Source records >>
◆ ◆ ◆ ◆ ◆

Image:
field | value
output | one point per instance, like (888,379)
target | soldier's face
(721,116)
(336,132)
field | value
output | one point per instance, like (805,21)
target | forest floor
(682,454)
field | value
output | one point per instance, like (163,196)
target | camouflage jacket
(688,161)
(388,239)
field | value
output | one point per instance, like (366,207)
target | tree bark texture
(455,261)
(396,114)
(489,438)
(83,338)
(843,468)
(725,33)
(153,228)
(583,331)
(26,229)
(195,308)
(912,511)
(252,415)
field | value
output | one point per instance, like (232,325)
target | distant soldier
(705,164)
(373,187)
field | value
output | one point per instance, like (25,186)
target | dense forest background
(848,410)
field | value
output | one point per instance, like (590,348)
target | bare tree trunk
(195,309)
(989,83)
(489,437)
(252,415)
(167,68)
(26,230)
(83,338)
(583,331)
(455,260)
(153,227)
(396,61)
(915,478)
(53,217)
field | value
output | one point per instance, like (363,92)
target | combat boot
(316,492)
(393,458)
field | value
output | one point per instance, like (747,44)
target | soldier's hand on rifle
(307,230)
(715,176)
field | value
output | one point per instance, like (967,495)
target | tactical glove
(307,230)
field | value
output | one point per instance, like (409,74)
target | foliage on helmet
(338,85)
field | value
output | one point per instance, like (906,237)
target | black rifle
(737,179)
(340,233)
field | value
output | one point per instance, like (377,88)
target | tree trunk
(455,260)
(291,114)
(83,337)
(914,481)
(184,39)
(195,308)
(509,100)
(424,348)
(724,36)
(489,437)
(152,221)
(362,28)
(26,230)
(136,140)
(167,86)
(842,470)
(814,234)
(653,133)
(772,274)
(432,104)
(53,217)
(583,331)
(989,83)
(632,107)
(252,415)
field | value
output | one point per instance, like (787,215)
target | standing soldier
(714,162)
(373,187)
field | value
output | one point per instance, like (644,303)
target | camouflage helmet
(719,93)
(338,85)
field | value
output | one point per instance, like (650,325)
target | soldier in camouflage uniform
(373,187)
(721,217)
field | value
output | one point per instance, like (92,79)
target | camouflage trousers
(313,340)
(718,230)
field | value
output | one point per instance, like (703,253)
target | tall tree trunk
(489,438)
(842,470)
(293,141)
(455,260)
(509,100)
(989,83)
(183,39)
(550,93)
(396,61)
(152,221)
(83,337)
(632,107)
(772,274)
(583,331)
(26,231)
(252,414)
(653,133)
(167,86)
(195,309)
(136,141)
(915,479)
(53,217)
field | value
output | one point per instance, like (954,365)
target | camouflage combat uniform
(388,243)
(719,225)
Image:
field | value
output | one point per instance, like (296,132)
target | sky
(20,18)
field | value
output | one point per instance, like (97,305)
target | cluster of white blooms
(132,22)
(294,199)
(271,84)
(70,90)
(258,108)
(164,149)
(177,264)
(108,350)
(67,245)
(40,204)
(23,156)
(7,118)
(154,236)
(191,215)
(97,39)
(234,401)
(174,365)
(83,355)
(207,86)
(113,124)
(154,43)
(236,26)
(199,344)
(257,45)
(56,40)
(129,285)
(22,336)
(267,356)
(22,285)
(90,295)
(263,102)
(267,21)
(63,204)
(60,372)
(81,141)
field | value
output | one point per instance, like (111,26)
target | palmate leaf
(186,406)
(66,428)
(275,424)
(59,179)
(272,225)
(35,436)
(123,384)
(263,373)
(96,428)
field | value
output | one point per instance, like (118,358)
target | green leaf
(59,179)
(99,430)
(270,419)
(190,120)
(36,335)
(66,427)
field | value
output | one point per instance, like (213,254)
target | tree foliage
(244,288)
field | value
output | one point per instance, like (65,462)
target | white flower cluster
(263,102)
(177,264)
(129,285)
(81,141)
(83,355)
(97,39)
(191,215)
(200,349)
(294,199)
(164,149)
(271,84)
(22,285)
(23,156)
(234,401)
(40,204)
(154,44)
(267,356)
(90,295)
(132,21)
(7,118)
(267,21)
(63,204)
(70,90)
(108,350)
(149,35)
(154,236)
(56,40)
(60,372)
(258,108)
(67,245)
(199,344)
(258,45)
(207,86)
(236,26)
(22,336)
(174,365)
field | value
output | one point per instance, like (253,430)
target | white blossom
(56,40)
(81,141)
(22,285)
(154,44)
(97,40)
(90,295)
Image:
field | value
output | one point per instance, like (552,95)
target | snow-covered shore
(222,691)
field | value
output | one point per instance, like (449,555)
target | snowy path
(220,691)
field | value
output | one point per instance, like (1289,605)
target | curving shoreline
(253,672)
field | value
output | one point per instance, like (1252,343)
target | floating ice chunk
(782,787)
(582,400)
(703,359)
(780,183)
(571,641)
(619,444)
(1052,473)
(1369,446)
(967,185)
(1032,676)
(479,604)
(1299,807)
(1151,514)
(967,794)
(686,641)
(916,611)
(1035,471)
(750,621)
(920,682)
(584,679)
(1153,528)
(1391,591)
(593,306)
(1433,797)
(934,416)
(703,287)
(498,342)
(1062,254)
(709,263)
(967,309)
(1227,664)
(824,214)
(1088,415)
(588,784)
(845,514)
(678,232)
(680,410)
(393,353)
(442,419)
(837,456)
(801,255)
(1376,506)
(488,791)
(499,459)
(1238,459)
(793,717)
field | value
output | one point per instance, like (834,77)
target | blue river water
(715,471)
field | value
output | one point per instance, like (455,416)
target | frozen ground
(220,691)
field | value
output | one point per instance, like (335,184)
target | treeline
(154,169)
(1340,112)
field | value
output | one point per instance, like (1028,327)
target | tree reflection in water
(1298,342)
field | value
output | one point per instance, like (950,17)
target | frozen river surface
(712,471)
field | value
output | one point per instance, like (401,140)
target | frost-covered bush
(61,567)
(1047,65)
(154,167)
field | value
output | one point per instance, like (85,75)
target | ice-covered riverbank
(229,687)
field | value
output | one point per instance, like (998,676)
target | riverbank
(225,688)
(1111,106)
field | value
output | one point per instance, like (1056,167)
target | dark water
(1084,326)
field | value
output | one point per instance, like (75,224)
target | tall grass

◆ ◆ ◆ ◆ ◆

Each line in the material above must be retyped without alteration.

Image:
field | value
output | one point per instance, like (888,379)
target | soldier's face
(721,116)
(336,132)
field | value
output | one point per instance, like (805,21)
target | forest floor
(682,454)
field | value
output | one point per instance, like (163,196)
target | camouflage jacket
(688,161)
(388,239)
field | value
output | one point per instance, like (366,207)
target | tree bark texture
(455,261)
(396,114)
(489,438)
(83,338)
(843,468)
(725,33)
(153,228)
(583,331)
(26,229)
(195,308)
(912,511)
(252,415)
field | value
output | one point per instance, like (232,325)
target | distant soldier
(705,164)
(373,187)
field | value
output | one point per instance, like (25,186)
target | dense forest background
(848,410)
field | value
output | one point per instance, like (590,348)
target | bare tree trunk
(195,309)
(989,83)
(489,437)
(252,415)
(167,68)
(26,230)
(83,338)
(583,331)
(455,260)
(153,227)
(396,61)
(915,478)
(53,217)
field | value
output | one point per instance, like (363,92)
target | combat boot
(316,492)
(393,458)
field | value
output | one point per instance, like (747,44)
target | soldier's hand on rifle
(307,230)
(715,176)
field | value
output | one point per instance, like (967,495)
target | tactical glove
(307,230)
field | value
output | one point per instance, like (409,74)
target | foliage on helmet
(338,85)
field | value
output | one point per instance, like (906,237)
target | black rifle
(737,179)
(340,233)
field | value
output | one point per instance, like (377,88)
target | tree trunk
(455,260)
(291,114)
(83,337)
(914,481)
(184,39)
(195,308)
(509,100)
(424,348)
(724,36)
(489,437)
(152,221)
(362,28)
(26,230)
(136,140)
(167,86)
(842,470)
(814,234)
(653,133)
(772,274)
(432,104)
(53,217)
(583,331)
(989,83)
(632,107)
(252,415)
field | value
output | one point per instance, like (787,215)
target | standing soldier
(714,162)
(373,187)
field | value
output | one point per instance, like (644,303)
target | camouflage helmet
(719,93)
(338,85)
field | value
output | one point per instance, like (650,325)
target | soldier in camouflage uniform
(373,187)
(721,217)
field | value
output | one point per instance, like (92,79)
target | camouflage trousers
(313,340)
(718,230)
field | value
output | one point per instance, like (703,253)
target | tall tree trunk
(489,438)
(842,470)
(293,141)
(455,260)
(509,100)
(989,83)
(183,39)
(550,93)
(396,61)
(152,221)
(83,337)
(632,107)
(772,274)
(583,331)
(26,231)
(252,414)
(653,133)
(167,86)
(195,309)
(136,141)
(915,479)
(53,217)
field | value
output | one point per instance, like (954,365)
target | camouflage combat uniform
(388,243)
(719,225)
Image:
field | value
output | one point per instance, like (296,132)
target | sky
(20,18)
field | value
output | one point per instance, like (97,305)
target | cluster of white blooms
(132,22)
(294,199)
(271,84)
(70,90)
(258,108)
(164,149)
(177,264)
(108,350)
(67,245)
(40,204)
(23,156)
(7,118)
(154,236)
(191,215)
(97,39)
(234,401)
(174,365)
(83,355)
(207,86)
(113,124)
(154,43)
(236,26)
(199,344)
(257,45)
(56,40)
(129,285)
(22,336)
(267,356)
(22,285)
(90,295)
(263,102)
(267,21)
(63,204)
(60,372)
(81,141)
field | value
output | one point per instance, like (111,26)
target | palmate leaf
(186,406)
(66,428)
(275,424)
(59,179)
(272,225)
(35,436)
(123,384)
(263,373)
(96,428)
field | value
output | one point per instance, like (118,358)
target | green leaf
(59,179)
(99,430)
(270,419)
(190,120)
(36,335)
(66,427)
field | value
output | one point per instance, like (213,254)
target | tree foliage
(244,288)
field | value
output | one point per instance, like (65,462)
target | white flower cluster
(263,102)
(177,264)
(129,285)
(81,141)
(83,355)
(97,39)
(191,215)
(200,349)
(294,199)
(164,149)
(271,84)
(22,285)
(23,156)
(234,401)
(40,204)
(154,44)
(267,356)
(90,295)
(132,21)
(7,118)
(267,21)
(63,204)
(70,90)
(108,350)
(149,35)
(154,236)
(56,40)
(60,372)
(258,108)
(67,245)
(199,344)
(258,45)
(207,86)
(236,26)
(22,336)
(174,365)
field | value
output | one point per instance, like (253,430)
target | white blossom
(56,40)
(81,141)
(22,285)
(154,44)
(97,40)
(90,295)
Image:
field | value
output | one point per instance, like (552,95)
target | snow-covered shore
(222,691)
field | value
output | one point per instance, like (449,555)
target | snowy path
(220,691)
field | value
output | one point per instance, like (1289,605)
target | curving shoreline
(253,672)
field | value
output | one point per instance, like (1252,343)
target | floating ice chunk
(782,787)
(582,400)
(703,359)
(780,183)
(571,641)
(619,444)
(1052,473)
(1369,446)
(967,185)
(1032,676)
(479,604)
(1299,807)
(1151,514)
(967,794)
(686,641)
(916,611)
(1035,471)
(750,621)
(920,682)
(584,679)
(1153,528)
(1391,591)
(593,306)
(1433,797)
(934,416)
(703,287)
(498,342)
(1062,254)
(709,263)
(967,309)
(1227,664)
(824,214)
(1088,415)
(588,784)
(845,514)
(678,232)
(680,410)
(393,353)
(442,419)
(837,456)
(801,255)
(1376,506)
(488,791)
(499,459)
(1238,459)
(793,717)
field | value
output | one point per instance, like (834,77)
target | blue river water
(715,471)
field | value
output | one point per instance, like (455,416)
target | frozen ground
(220,691)
field | value
output | one point per instance, like (335,184)
target | treeline
(154,169)
(1340,112)
field | value
output | one point per instance, like (1028,327)
target | tree reflection in water
(1298,342)
field | value
output | one point per instance, like (950,17)
target | frozen river surface
(712,471)
field | value
output | one point per instance, like (401,140)
target | frost-covered bush
(61,567)
(1047,65)
(154,167)
field | value
output | one point per instance, like (85,75)
target | ice-covered riverbank
(229,687)
field | value
output | one point per instance, like (998,676)
target | riverbank
(225,688)
(1111,106)
field | value
output | one point per instance, like (1056,167)
target | dark water
(1084,326)
field | value
output | one point per instance, like (75,224)
target | tall grass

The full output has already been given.